### Kutipan Berita
BERBUAT BENAR ADALAH KEHARUSAN, BERBUAT TIDAK BENAR ADALAH KETIDAK HARUSAN

Selasa, 16 April 2013

MA Mutasi Hakim Kasus Pailit Telkomsel

 Jpnn
JAKARTA--Mahkamah Agung (MA) semakin gencar menyapu hakim yang tidak bersih. Termasuk empat hakim yang mengadili kasus Telkomsel sehingga sempat dinyatakan pailit meskipun akhirnya putusan itu dibatalkan oleh Mahkamah Agung (MA) pada tingkat kasasi.


MA, Senin (15/4) mengumumkan secara resmi terdapat sebanyak 44 hakim mendapatkan sanksi. Empat di antaranya adalah majelis hakim kasus Telkomsel dan di pengumuman yang dicantumkan dalam situs MA itu diberi inisial SA (Sutoto Adiputro), AI (Agus Iskandar), NA (Nur Ali), dan BI (Bagus Irawan).
      
Semuanya dinilai melanggar Surat Keputusan Bersama (SKB) Ketua Mahkamah Agung dan Ketua Komisi Yudisial No.047/KMA/SK/IV/2009 - No.02/SKB. /P/KY/IV/2009 huruf c butir 1.1.(8) jo PB MARI dan KY No.02/PB/MA/IX/2012 - 02/PB/P.KY/09/2012 pasal 5 ayat 2 huruf e dan pasal 14 ayat 1, pasal 19 ayat 4.

Hakim SA dimutasi sebagai hakim biasa di PN Jambi, AI dimutasi menjadi hakim di PN Pekanbaru (Pkr), BI dimutasi ke PN Mataram, dan hakim NA dimutasi ke PN Palembang (Pl). MA juga membebaskan seluruhnya dari jabatan sebagai hakim niaga.

Ketua MA, Hatta Ali, sebagai penandatangan surat tersebut membenarkan bahwa empat di antaranya merupakan hakim perkara Telkomsel yang sempat menghebohkan itu. Alasan utamanya karena keempatnya dinilai tidak profesional dalam memutus perkara saat mereka mengadili di PN Jakarta Pusat (Jakpus) yang biasa memutus perkara bisnis atau niaga. "Ya, itu ada sanksi , itu semua dikeluarkan dari PN Jakpus," ujarnya usai pelantikan Deputi Gubernur Bank Indonesia (BI) di Jakarta, kemarin.

### Daftar Soal
(a) Menurut berita tentang mutasi hakim kasus Telkomsel, berapa hakim yang diumumkan MA mendapat sanksi pada Senin (15/4)?
(b) Bagaimana kalimat "MA juga membebaskan seluruhnya dari jabatan sebagai hakim niaga." dari berita mutasi hakim kasus Telkomsel diterjemahkan ke dalam bahasa Inggris?
(c) Tuliskan lanjutan berita tentang mutasi hakim kasus Telkomsel, dimulai setelah kalimat terakhirnya.

Item dari sumber data
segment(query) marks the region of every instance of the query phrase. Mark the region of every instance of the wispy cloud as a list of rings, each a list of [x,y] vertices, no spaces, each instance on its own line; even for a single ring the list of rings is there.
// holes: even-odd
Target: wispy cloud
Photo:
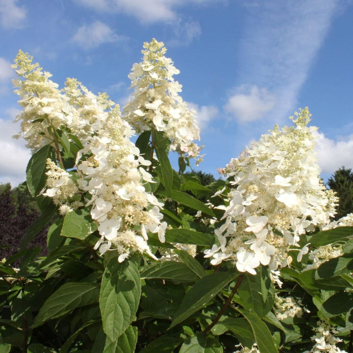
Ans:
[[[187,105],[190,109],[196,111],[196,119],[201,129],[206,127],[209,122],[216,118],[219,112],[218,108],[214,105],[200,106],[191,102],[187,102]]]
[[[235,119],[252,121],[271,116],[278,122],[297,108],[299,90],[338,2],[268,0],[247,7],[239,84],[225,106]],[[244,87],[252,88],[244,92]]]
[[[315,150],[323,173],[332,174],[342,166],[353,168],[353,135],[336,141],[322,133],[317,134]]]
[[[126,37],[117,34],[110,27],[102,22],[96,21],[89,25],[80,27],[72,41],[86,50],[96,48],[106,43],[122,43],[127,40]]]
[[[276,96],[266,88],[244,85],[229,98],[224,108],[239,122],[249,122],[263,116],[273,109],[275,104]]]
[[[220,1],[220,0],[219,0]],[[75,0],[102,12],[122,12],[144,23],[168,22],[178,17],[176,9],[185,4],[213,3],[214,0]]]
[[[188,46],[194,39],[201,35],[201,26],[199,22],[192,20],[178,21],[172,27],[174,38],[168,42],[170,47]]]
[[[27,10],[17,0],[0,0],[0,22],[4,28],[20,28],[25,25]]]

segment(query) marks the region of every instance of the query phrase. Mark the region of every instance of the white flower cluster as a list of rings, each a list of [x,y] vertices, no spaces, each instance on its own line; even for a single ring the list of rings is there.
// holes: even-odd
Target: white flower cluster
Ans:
---
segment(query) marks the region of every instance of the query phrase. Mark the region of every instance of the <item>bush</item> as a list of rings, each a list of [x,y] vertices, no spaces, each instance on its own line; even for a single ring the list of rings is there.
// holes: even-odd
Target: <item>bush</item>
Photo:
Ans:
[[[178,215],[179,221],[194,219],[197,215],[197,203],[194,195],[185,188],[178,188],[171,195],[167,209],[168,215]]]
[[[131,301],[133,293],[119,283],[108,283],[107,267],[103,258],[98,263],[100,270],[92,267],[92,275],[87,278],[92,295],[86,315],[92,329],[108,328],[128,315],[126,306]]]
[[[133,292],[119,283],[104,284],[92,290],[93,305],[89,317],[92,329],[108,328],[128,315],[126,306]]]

### Jawaban Soal
(a) Sebanyak 44 hakim.

(b) The Supreme Court also relieved all of them of their positions as commercial court judges.

(c)
Berdasarkan hasil pemeriksaan oleh badan pemeriksaan MA.kata Hatta, keempatnya bersalah. Surat yang menerangkan hasil penilaian tersebut menurutnya sedang dalam proses pengiriman kepada semua pihak terkait. "Sudah dikirim namun mungkin belum diterima. Saya dengar sudah dikirim sejak hari Jumat," terusnya.

Hatta berharap semua hakim menyadari pentingnya independensi dan profesional dalam memutus perkara. Hakim merupakan garda terdepan dalam tegaknya keadilan hukum dalam sebuah negara.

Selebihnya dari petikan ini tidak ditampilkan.